§ Exercise brief: Render this sentence from the radiation therapy text below into Spanish: "A fast, precise VMAT treatment takes 80 percent less time than conventional IMRT."

§ Given text:

A special computer program which uses each patient’s own CT scan data assists the physicians and staff to map the three-dimensional location of the cancer in the body. This allows radiation beams to be accurately directed to the shape of the cancer from multiple directions and allows the physicians to increase the doses utilized without increasing the risk of side effects.
IMRT allows very precise external beam radiotherapy treatments rather than having a single large radiation beam pass through the body. With IMRT, the radiation is effectively broken up into thousands of tiny radiation beams, providing accuracy so that all beams intersect on the cancer, minimizing harm to surrounding tissues.
VMAT is a new approach to intensity-modulated radiation therapy (IMRT) that delivers precise treatments in shorter times than conventional IMRT. VMAT rotates 360 degrees around the patient, enabling the very small beams with varying intensity to be aimed at the tumor from multiple angles. Unlike helical IMRT treatments or other forms of radiation therapy, with VMAT the radiation treatment delivered to the patient can be modulated continuously throughout treatment. This means that higher doses of radiation are delivered to hit the tumor harder, and less radiation is delivered to surrounding healthy tissue. VMAT represents a major medical advance and is more comfortable for patients because they spend less time in their daily treatments. A fast, precise VMAT treatment takes 80 percent less time than conventional IMRT. Patients can be in and out of treatment quickly and return to their daily routine.
IGRT allows the imaging and targeting of the tumor directly to improve the accuracy of radiation therapy. Cone-beam computed tomography technology allows physicians the ability to see a three-dimensional image of the tumor and adapt the treatment in real time to maximize accuracy and effectiveness.
A specialized type of external beam radiation therapy is called stereotactic radiation therapy. SRT uses focused radiation beams targeting a well-defined tumor, relying on detailed imaging, computerized three-dimensional treatment planning and precise treatment set-up to deliver the radiation dose with extreme accuracy. Robotic technology is implemented to achieve the required precision. Both the X-ray delivery system (accelerator) and the patient positioner (couch) can be controlled using robots to achieve optimal target positioning with minimal patient discomfort.
There are two types of stereotactic radiation therapy:
Stereotactic radiosurgery (SRS) refers to a single or several stereotactic radiation treatments of the brain or spine. SRS is delivered by a team involving a radiation oncologist and a neurosurgeon.

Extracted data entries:

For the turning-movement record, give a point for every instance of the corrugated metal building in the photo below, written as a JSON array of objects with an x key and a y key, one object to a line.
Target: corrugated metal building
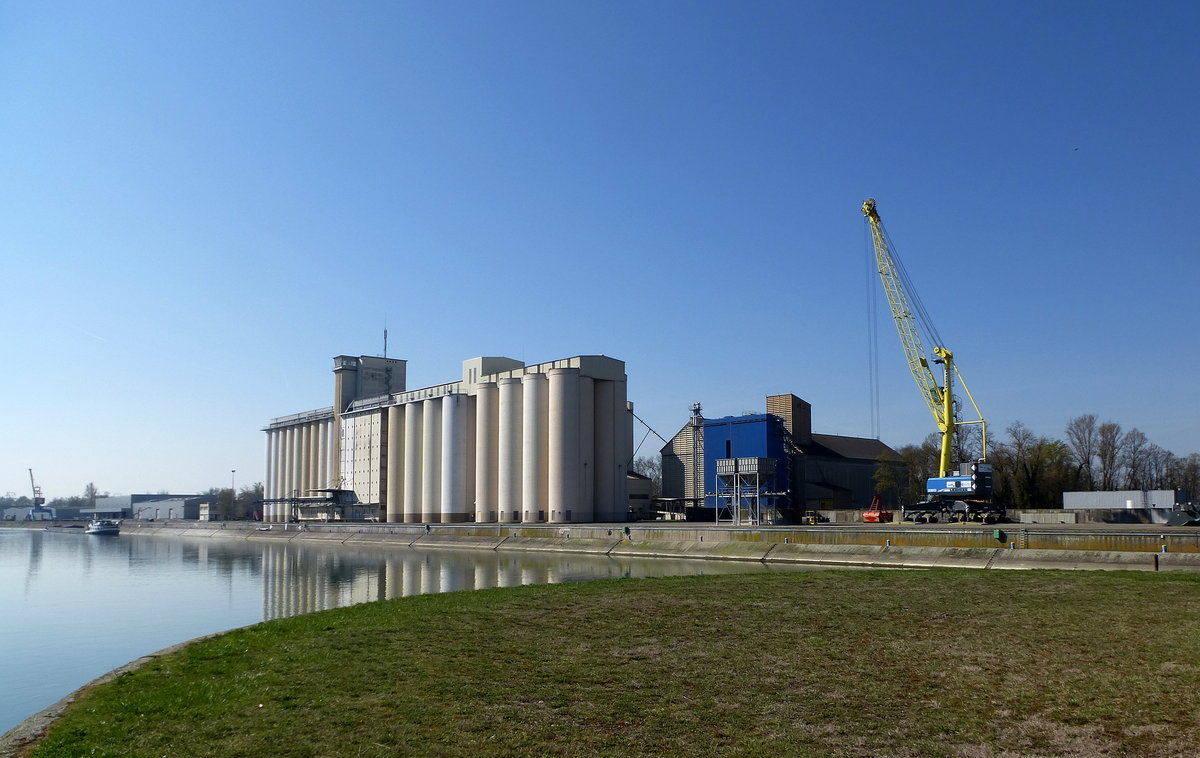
[
  {"x": 815, "y": 471},
  {"x": 1125, "y": 499},
  {"x": 508, "y": 443}
]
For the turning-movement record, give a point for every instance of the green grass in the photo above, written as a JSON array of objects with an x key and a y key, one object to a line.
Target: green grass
[{"x": 978, "y": 665}]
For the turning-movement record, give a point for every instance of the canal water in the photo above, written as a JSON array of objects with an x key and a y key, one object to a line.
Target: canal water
[{"x": 73, "y": 607}]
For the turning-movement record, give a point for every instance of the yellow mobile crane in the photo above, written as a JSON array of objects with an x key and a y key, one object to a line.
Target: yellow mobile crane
[{"x": 964, "y": 492}]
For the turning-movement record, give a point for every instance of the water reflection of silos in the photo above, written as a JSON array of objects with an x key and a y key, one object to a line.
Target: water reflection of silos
[
  {"x": 534, "y": 464},
  {"x": 412, "y": 575},
  {"x": 395, "y": 506},
  {"x": 509, "y": 573},
  {"x": 394, "y": 577},
  {"x": 486, "y": 451},
  {"x": 454, "y": 458},
  {"x": 486, "y": 569},
  {"x": 533, "y": 573}
]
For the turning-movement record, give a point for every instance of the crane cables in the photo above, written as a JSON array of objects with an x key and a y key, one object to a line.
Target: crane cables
[
  {"x": 924, "y": 329},
  {"x": 873, "y": 332},
  {"x": 919, "y": 313}
]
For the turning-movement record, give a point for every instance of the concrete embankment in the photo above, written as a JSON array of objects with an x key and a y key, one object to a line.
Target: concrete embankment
[{"x": 895, "y": 547}]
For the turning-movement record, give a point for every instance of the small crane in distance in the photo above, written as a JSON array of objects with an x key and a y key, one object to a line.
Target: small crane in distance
[
  {"x": 960, "y": 493},
  {"x": 37, "y": 491}
]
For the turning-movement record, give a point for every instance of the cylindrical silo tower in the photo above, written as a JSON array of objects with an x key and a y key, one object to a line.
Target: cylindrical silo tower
[
  {"x": 586, "y": 509},
  {"x": 508, "y": 455},
  {"x": 563, "y": 445},
  {"x": 486, "y": 451},
  {"x": 454, "y": 458},
  {"x": 305, "y": 455},
  {"x": 604, "y": 471}
]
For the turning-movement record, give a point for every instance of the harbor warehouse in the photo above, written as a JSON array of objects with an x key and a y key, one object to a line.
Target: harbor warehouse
[{"x": 507, "y": 443}]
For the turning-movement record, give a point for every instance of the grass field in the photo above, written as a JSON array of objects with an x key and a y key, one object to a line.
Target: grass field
[{"x": 907, "y": 663}]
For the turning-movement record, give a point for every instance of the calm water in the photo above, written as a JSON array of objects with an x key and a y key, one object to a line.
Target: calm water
[{"x": 73, "y": 607}]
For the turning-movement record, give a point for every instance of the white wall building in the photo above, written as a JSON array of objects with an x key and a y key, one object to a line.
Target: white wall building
[{"x": 505, "y": 444}]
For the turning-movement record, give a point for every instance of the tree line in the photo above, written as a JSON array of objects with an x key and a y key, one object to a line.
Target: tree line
[
  {"x": 1032, "y": 471},
  {"x": 227, "y": 504}
]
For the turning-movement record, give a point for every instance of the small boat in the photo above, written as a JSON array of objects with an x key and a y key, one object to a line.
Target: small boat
[{"x": 103, "y": 525}]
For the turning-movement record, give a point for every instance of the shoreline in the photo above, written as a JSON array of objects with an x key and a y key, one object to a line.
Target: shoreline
[{"x": 766, "y": 546}]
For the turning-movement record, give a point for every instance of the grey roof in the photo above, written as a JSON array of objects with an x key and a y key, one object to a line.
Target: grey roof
[{"x": 835, "y": 445}]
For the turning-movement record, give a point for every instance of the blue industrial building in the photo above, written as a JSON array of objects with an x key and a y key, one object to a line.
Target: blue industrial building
[{"x": 769, "y": 465}]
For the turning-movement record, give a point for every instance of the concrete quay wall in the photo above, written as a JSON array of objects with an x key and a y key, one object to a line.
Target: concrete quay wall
[{"x": 883, "y": 546}]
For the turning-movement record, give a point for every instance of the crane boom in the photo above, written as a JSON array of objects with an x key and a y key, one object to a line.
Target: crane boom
[{"x": 910, "y": 316}]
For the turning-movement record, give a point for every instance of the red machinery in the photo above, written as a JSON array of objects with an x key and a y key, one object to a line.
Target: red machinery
[{"x": 876, "y": 513}]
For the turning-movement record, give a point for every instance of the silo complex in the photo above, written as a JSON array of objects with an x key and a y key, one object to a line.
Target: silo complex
[{"x": 509, "y": 443}]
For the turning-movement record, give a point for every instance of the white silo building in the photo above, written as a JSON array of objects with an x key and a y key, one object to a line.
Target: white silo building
[{"x": 505, "y": 444}]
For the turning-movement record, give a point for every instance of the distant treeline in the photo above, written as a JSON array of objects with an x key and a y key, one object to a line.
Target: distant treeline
[
  {"x": 1032, "y": 471},
  {"x": 244, "y": 505}
]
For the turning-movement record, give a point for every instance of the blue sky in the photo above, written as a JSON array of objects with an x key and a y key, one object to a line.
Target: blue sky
[{"x": 204, "y": 203}]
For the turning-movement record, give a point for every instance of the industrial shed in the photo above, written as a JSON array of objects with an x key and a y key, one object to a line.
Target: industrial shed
[{"x": 769, "y": 467}]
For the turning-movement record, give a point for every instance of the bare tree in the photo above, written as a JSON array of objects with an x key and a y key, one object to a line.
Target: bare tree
[
  {"x": 1134, "y": 457},
  {"x": 1109, "y": 446},
  {"x": 967, "y": 443},
  {"x": 1158, "y": 467},
  {"x": 1185, "y": 474},
  {"x": 1083, "y": 439},
  {"x": 652, "y": 468}
]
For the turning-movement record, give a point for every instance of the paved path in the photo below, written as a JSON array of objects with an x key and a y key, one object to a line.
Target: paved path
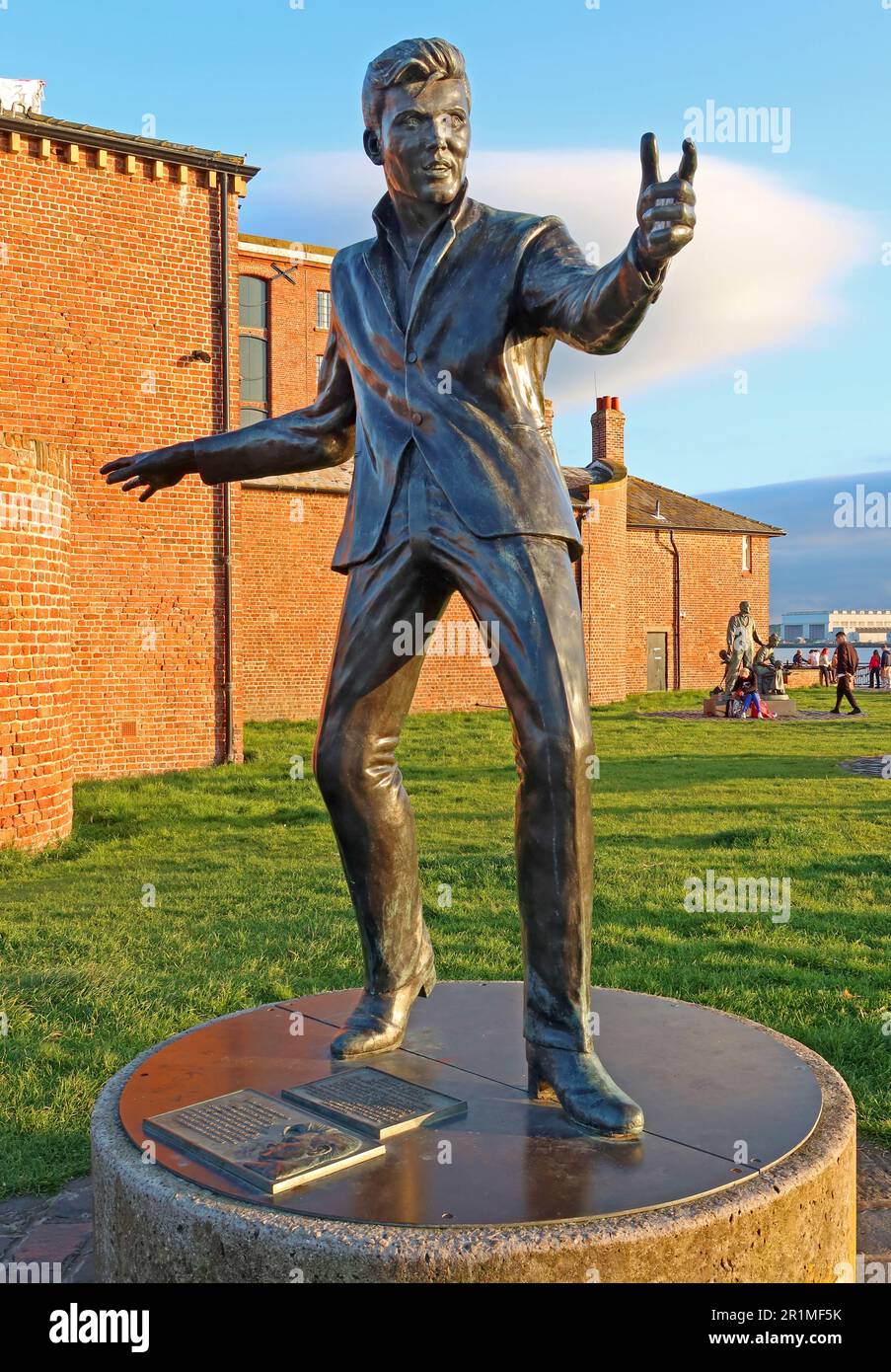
[
  {"x": 805, "y": 717},
  {"x": 60, "y": 1228}
]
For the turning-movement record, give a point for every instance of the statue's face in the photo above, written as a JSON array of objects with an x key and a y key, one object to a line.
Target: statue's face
[{"x": 422, "y": 140}]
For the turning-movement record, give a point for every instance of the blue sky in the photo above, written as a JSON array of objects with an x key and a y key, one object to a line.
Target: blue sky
[{"x": 784, "y": 280}]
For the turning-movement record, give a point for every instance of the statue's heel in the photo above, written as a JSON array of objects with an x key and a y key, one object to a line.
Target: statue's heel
[
  {"x": 539, "y": 1088},
  {"x": 428, "y": 981}
]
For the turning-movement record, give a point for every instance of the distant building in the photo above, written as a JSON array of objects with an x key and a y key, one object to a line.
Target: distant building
[
  {"x": 809, "y": 626},
  {"x": 136, "y": 316},
  {"x": 866, "y": 625},
  {"x": 814, "y": 626}
]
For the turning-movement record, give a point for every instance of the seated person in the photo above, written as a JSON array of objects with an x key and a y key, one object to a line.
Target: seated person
[{"x": 746, "y": 686}]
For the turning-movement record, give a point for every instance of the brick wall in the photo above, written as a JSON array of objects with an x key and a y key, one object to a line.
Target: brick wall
[
  {"x": 109, "y": 280},
  {"x": 35, "y": 644},
  {"x": 711, "y": 584},
  {"x": 293, "y": 338}
]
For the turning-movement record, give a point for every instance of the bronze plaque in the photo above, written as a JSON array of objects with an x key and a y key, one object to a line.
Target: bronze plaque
[
  {"x": 260, "y": 1140},
  {"x": 374, "y": 1102}
]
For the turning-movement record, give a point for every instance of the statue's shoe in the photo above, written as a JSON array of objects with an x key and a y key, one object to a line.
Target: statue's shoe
[
  {"x": 585, "y": 1091},
  {"x": 379, "y": 1021}
]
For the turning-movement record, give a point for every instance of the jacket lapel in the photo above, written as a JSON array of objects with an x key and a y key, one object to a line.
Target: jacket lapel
[
  {"x": 444, "y": 240},
  {"x": 377, "y": 263}
]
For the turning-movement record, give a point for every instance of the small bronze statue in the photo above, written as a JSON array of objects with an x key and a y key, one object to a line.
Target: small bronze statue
[
  {"x": 457, "y": 489},
  {"x": 742, "y": 637},
  {"x": 770, "y": 670}
]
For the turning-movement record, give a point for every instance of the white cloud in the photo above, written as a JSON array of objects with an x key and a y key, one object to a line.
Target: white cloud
[{"x": 765, "y": 270}]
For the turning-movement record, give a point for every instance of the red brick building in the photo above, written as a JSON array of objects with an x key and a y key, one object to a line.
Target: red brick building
[{"x": 139, "y": 637}]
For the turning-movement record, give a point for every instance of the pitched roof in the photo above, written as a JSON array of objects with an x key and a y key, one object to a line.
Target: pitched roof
[
  {"x": 87, "y": 134},
  {"x": 686, "y": 512},
  {"x": 676, "y": 510}
]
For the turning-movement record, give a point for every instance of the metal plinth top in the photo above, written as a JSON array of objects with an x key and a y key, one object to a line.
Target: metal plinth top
[{"x": 722, "y": 1101}]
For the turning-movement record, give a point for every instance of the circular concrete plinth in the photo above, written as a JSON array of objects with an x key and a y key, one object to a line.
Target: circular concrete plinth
[{"x": 746, "y": 1171}]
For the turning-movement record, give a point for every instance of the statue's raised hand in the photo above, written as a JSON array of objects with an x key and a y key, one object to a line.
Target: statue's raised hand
[
  {"x": 154, "y": 471},
  {"x": 666, "y": 213}
]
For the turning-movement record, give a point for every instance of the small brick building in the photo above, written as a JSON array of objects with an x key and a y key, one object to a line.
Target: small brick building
[{"x": 137, "y": 637}]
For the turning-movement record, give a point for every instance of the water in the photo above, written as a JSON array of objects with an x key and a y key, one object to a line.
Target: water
[{"x": 785, "y": 651}]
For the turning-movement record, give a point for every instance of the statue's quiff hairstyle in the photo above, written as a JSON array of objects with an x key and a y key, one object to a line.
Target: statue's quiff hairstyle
[{"x": 408, "y": 62}]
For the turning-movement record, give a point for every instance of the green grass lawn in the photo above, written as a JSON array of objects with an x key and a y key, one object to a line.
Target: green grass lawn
[{"x": 251, "y": 906}]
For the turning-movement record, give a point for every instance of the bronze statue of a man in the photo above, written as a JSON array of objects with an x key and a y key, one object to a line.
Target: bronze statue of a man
[
  {"x": 742, "y": 637},
  {"x": 457, "y": 488}
]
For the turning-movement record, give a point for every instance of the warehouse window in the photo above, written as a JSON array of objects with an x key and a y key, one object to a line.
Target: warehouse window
[
  {"x": 254, "y": 348},
  {"x": 253, "y": 355},
  {"x": 253, "y": 302}
]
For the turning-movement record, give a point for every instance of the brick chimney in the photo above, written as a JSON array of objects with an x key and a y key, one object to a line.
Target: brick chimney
[{"x": 608, "y": 432}]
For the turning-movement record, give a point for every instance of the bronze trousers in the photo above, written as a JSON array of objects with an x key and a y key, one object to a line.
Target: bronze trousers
[{"x": 521, "y": 591}]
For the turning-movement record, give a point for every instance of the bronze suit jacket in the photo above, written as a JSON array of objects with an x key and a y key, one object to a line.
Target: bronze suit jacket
[{"x": 464, "y": 379}]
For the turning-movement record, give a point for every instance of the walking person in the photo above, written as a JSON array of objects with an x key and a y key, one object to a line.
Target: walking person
[{"x": 845, "y": 661}]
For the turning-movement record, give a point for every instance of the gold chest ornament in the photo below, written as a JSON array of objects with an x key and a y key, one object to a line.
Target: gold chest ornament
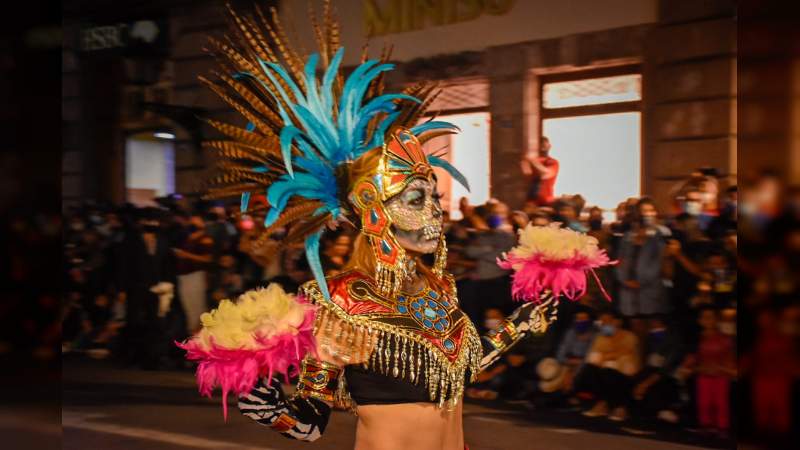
[{"x": 422, "y": 337}]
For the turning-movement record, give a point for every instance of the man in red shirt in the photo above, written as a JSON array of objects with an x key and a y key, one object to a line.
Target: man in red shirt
[{"x": 542, "y": 170}]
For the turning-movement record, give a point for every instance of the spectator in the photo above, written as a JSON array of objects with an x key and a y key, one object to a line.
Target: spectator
[
  {"x": 567, "y": 214},
  {"x": 542, "y": 170},
  {"x": 715, "y": 369},
  {"x": 147, "y": 263},
  {"x": 640, "y": 269},
  {"x": 656, "y": 388},
  {"x": 519, "y": 220},
  {"x": 493, "y": 283},
  {"x": 574, "y": 347},
  {"x": 612, "y": 362},
  {"x": 727, "y": 219},
  {"x": 194, "y": 258}
]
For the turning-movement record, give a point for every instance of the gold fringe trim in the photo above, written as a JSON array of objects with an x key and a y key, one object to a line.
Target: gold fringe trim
[{"x": 403, "y": 354}]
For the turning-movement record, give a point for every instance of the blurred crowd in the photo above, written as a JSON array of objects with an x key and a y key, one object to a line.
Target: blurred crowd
[{"x": 664, "y": 350}]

§ Expected answer: Un tratamiento VMAT rápido y preciso requiere un 80 por ciento menos de tiempo que la IMRT convencional.